Stored items

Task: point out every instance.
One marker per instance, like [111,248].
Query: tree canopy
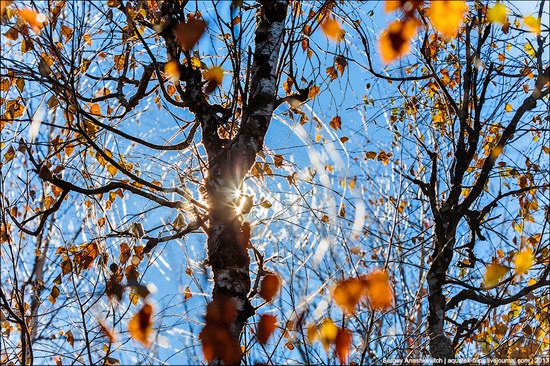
[274,181]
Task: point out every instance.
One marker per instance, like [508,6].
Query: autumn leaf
[141,325]
[266,327]
[335,123]
[493,274]
[67,32]
[106,331]
[313,92]
[188,34]
[54,294]
[216,337]
[533,24]
[33,18]
[214,78]
[331,28]
[343,345]
[348,293]
[395,41]
[498,14]
[269,287]
[9,154]
[447,16]
[327,333]
[524,261]
[172,69]
[379,291]
[187,294]
[278,161]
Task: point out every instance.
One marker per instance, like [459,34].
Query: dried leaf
[524,261]
[447,16]
[336,123]
[379,291]
[348,293]
[270,285]
[343,345]
[493,274]
[498,14]
[188,34]
[395,41]
[266,327]
[141,325]
[331,28]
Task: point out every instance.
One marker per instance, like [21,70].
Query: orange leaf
[266,327]
[327,333]
[343,344]
[447,16]
[379,291]
[269,287]
[172,69]
[348,293]
[33,18]
[188,34]
[336,123]
[214,76]
[332,29]
[395,41]
[141,325]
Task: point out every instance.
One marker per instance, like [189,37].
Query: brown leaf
[379,291]
[188,34]
[336,123]
[343,344]
[270,285]
[348,293]
[266,327]
[141,325]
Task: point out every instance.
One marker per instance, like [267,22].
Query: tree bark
[440,344]
[230,160]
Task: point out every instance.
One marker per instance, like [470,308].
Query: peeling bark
[230,161]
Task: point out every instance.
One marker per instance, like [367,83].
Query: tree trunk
[229,161]
[440,344]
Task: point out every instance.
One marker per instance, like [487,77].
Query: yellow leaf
[67,32]
[313,92]
[88,39]
[34,19]
[395,41]
[214,74]
[370,155]
[335,123]
[529,49]
[112,169]
[9,155]
[533,24]
[327,333]
[311,333]
[266,327]
[524,261]
[447,16]
[348,293]
[141,325]
[172,69]
[498,13]
[379,291]
[188,34]
[332,29]
[187,294]
[95,109]
[493,274]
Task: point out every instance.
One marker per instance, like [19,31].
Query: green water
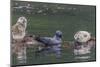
[46,25]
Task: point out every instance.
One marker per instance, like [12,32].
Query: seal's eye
[85,35]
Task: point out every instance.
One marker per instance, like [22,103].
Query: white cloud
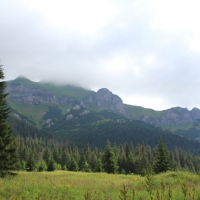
[146,51]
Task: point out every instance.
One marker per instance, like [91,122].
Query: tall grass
[99,186]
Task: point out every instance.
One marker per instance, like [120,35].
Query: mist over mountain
[52,106]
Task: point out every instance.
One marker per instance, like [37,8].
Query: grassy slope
[74,185]
[57,90]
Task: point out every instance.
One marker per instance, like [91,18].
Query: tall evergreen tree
[162,163]
[8,154]
[109,160]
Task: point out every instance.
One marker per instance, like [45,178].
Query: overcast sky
[145,51]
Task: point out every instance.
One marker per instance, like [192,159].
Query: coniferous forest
[40,151]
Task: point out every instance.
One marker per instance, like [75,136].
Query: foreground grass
[98,186]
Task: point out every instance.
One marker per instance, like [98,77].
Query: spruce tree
[8,154]
[162,163]
[109,160]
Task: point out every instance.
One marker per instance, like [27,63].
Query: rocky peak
[107,99]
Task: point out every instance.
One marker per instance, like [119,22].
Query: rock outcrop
[22,93]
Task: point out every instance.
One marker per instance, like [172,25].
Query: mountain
[62,108]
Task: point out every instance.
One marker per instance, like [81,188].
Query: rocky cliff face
[105,98]
[174,116]
[33,94]
[22,93]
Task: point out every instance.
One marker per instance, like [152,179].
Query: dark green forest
[134,150]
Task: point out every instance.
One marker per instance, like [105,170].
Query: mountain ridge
[23,91]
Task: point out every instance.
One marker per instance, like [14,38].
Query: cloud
[146,51]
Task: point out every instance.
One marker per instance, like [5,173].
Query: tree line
[37,154]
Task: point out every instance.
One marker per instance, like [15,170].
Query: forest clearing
[99,186]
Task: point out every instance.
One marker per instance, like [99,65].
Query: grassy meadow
[99,186]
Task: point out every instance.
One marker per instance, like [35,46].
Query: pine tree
[108,160]
[162,163]
[8,153]
[31,164]
[51,166]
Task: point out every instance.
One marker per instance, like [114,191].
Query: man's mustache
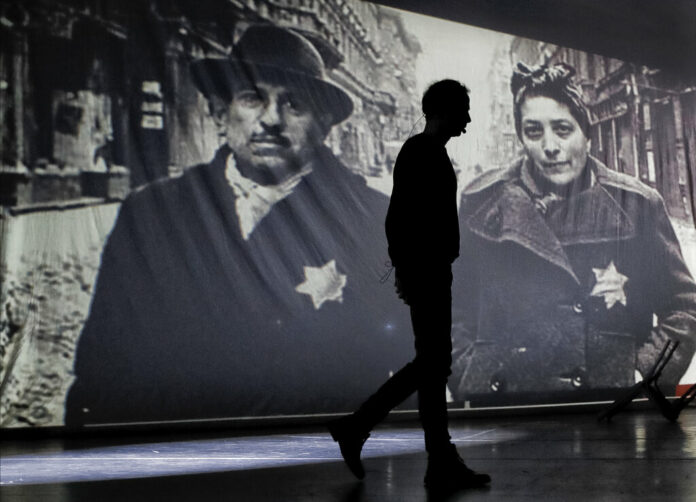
[277,139]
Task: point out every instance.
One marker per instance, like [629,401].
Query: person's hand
[401,287]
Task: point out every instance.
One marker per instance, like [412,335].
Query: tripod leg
[662,402]
[621,402]
[685,399]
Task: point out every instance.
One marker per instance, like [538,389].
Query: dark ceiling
[658,33]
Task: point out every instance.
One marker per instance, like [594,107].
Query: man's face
[553,139]
[272,130]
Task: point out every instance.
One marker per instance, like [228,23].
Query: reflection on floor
[637,456]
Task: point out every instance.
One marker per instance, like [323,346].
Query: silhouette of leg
[431,316]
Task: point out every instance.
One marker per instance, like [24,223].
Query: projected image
[566,263]
[194,200]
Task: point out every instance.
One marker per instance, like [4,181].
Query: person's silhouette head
[445,105]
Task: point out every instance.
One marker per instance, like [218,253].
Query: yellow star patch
[610,285]
[323,284]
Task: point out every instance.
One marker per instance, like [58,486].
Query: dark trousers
[429,295]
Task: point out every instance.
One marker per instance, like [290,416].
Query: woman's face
[553,139]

### Task directions
Set down all records verbatim, omitting images.

### Task result
Task: point out every instance.
One marker per instance, like [111,248].
Query: tree canopy
[274,181]
Task: point out every instance.
One marker per instance, like [508,6].
Query: autumn leaf
[141,325]
[266,327]
[335,123]
[493,274]
[67,32]
[106,331]
[313,92]
[188,34]
[54,294]
[216,337]
[533,24]
[33,18]
[214,78]
[331,28]
[343,345]
[348,293]
[395,41]
[498,14]
[269,287]
[9,154]
[447,16]
[327,333]
[524,261]
[172,69]
[379,291]
[187,294]
[278,161]
Task: point out every instance.
One marker per instance, like [459,34].
Query: dried leaf
[524,261]
[447,16]
[336,123]
[379,291]
[348,293]
[270,285]
[343,345]
[493,274]
[498,14]
[188,34]
[395,41]
[266,327]
[141,325]
[331,28]
Task: point out every instance.
One marker per instance, like [21,70].
Query: orange leaf
[266,327]
[327,333]
[343,344]
[447,16]
[379,291]
[269,287]
[172,69]
[348,293]
[33,18]
[188,34]
[336,123]
[214,76]
[332,29]
[395,41]
[141,325]
Task: point out every instance.
One marker per instance, like [189,37].
Query: brown leaf
[379,291]
[188,34]
[336,123]
[343,344]
[270,285]
[348,293]
[266,327]
[141,325]
Task: point out every instance.
One marker per instance, like [267,22].
Query: tree bark
[440,344]
[230,160]
Task: point out every instance.
One marker per instance, like [470,308].
Query: peeling bark
[230,161]
Task: point out every instance.
One marker per instance, like [367,83].
Query: tree trunk
[229,161]
[440,344]
Task: point out every instance.
One marker per instance, like [487,77].
Query: yellow leaf
[67,32]
[313,92]
[88,39]
[34,19]
[395,41]
[214,74]
[370,155]
[335,123]
[529,49]
[112,169]
[9,155]
[533,24]
[327,333]
[311,333]
[266,327]
[524,261]
[447,16]
[348,293]
[141,325]
[172,69]
[498,13]
[379,291]
[188,34]
[332,29]
[187,294]
[95,109]
[493,274]
Task: point out every instance.
One marker per instance, like [19,31].
Query: green water
[46,25]
Task: point out every instance.
One marker per instance, like [12,32].
Query: seal's eye
[85,35]
Task: point out every instance.
One marker per instance, like [22,103].
Query: white cloud
[146,51]
Task: point out every instance.
One marker per instance, like [91,122].
Query: tall grass
[99,186]
Task: point out every instance.
One marker per instance, like [120,35].
Query: mist over mountain
[52,106]
Task: point out every instance.
One marker per instance, like [37,8].
Query: grassy slope
[74,185]
[57,90]
Task: point out every instance.
One marker per instance, like [91,18].
Query: tall evergreen tree
[162,163]
[8,154]
[109,160]
Task: point out every instance.
One marker per instance, like [45,178].
Query: overcast sky
[145,51]
Task: point out every instance.
One marker per instance, like [192,159].
Query: coniferous forest
[40,151]
Task: point out every instance.
One marker per instance, like [75,136].
Query: foreground grass
[98,186]
Task: point out every instance.
One marker per instance, like [98,77].
Query: spruce tree
[8,154]
[162,163]
[109,160]
Task: point out every instance.
One marker per instance, like [27,63].
Query: rocky peak
[107,99]
Task: point out every instance.
One marker per instance, like [119,22].
Query: rock outcrop
[22,93]
Task: point out every instance.
One marker per instance, like [172,25].
Query: mountain
[62,108]
Task: point out every instance.
One marker per instance, like [81,188].
Query: rocky cliff face
[105,98]
[174,116]
[33,94]
[22,93]
Task: point out every instance.
One marker per instance, like [152,179].
Query: dark green forest
[134,150]
Task: point out every instance.
One marker per instance, like [105,170].
Query: mountain ridge
[23,91]
Task: point out every instance.
One marker per instance, like [14,38].
Query: cloud
[146,51]
Task: point out every instance.
One marker per instance, like [5,173].
Query: tree line
[37,154]
Task: point out every instance.
One marker per instance, like [15,170].
Query: forest clearing
[99,186]
Task: point out every instance.
One marker per instance, like [99,65].
Query: grassy meadow
[99,186]
Task: point out every instance.
One marker per instance, like [35,46].
Query: pine tree
[108,160]
[162,163]
[8,153]
[31,164]
[51,166]
Task: point out every instance.
One marker per instance, like [114,191].
Query: man's mustache
[277,139]
Task: point out every instance.
One marker per instance, like [629,401].
Query: person's hand
[401,287]
Task: point out every instance.
One marker per instance, like [412,335].
Query: tripod leg
[662,402]
[621,402]
[685,399]
Task: point out every instance.
One marker per instance, like [538,389].
Query: dark ceiling
[658,33]
Task: point out every instance.
One marker per instance, like [594,107].
Query: man's face
[553,139]
[272,130]
Task: point out every instance.
One marker per instance, like [228,23].
Query: reflection on floor
[637,456]
Task: point out every instance.
One marker per instance, like [323,346].
Query: silhouette of leg
[431,316]
Task: point out every instance.
One marker per instance, like [24,223].
Query: projected image
[566,263]
[194,200]
Task: point out every instance.
One marker per instance, like [4,181].
Query: person's silhouette head
[445,105]
Task: point out every instance.
One marker per instance, like [218,253].
Query: yellow star patch
[610,285]
[323,284]
Task: point out every instance.
One marker per instance, like [58,486].
Query: dark trousers
[429,295]
Task: point out every instance.
One marker per instance, like [290,416].
Query: woman's face
[553,139]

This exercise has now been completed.